-- GIVEN PASSAGE --
Re: Invalid Bytes for Charset from Jukka K. Korpela on 2008-11-14 (www-validator@w3.org from November 2008)

From: Jukka K. Korpela <jkorpela@cs.tut.fi>
Date: Fri, 14 Nov 2008 17:28:09 +0200
To: <www-validator@w3.org>
Message-ID: <F4C9F0E5D58C4442B621D349319F5FDD@JukanPC>

Michael Adams wrote:

[ discussing the error message ...]
>>> The error was: utf8 "\x80" does not map to Unicode

> \x80 is illegal as a first byte in unicode.

First of all, this relates to UTF-8 encoding only.

Second, you're right in the sense that byte 80 is not allowed as the first 
byte of the encoding of character in UTF-8. I was confused when I wrote that 
it must be _followed_ by a byte pattern of a specific kind; instead, it must 
appear _within_ a byte combination of a certain kind.

Anyway, the error message is wrong. The byte 80 occurring in UTF-8 data 
stream surely "maps to Unicode" as part of byte patterns. A correct error 
message would be "The error was: Byte 80 (hexadecimal) found in purported 
UTF-8 data in a context where it is not allowed." This is fairly generic of 
course, but I suppose the error message pattern is generic as well, so we 
cannot assume that it's about occurrences as first bytes only.

-- 
Yucca, http://www.cs.tut.fi/~jkorpela/

Received on Friday, 14 November 2008 15:29:06 UTC

-- INFORMATION SUPPLIED --
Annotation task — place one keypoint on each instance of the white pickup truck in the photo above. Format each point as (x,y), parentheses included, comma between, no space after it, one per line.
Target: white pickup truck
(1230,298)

-- WRITTEN INSTRUCTION 1 --
From the reply about the UTF-8 error message, copy the passage starting with "First of all, this" and going on through "first bytes only.".
-- WRITTEN INSTRUCTION 2 --
According to the reply about the UTF-8 error message, why is the message "utf8 "\x80" does not map to Unicode" wrong? Answer in one to three sentences.
-- WRITTEN INSTRUCTION 3 --
In the reply about the UTF-8 error message, what does the writer correct about his earlier statement on byte 80?

-- EXERCISE SOLUTION 1 --
First of all, this relates to UTF-8 encoding only.

Second, you're right in the sense that byte 80 is not allowed as the first 
byte of the encoding of character in UTF-8. I was confused when I wrote that 
it must be _followed_ by a byte pattern of a specific kind; instead, it must 
appear _within_ a byte combination of a certain kind.

Anyway, the error message is wrong. The byte 80 occurring in UTF-8 data 
stream surely "maps to Unicode" as part of byte patterns. A correct error 
message would be "The error was: Byte 80 (hexadecimal) found in purported 
UTF-8 data in a context where it is not allowed." This is fairly generic of 
course, but I suppose the error message pattern is generic as well, so we 
cannot assume that it's about occurrences as first bytes only.

-- EXERCISE SOLUTION 2 --
The message is wrong because byte 80 occurring in a UTF-8 data stream does map to Unicode as part of byte patterns. It is not allowed as the first byte of a character's encoding, but it can appear within a byte combination of a certain kind.

-- EXERCISE SOLUTION 3 --
He had said byte 80 must be followed by a byte pattern of a specific kind, but it must actually appear within a byte combination of a certain kind.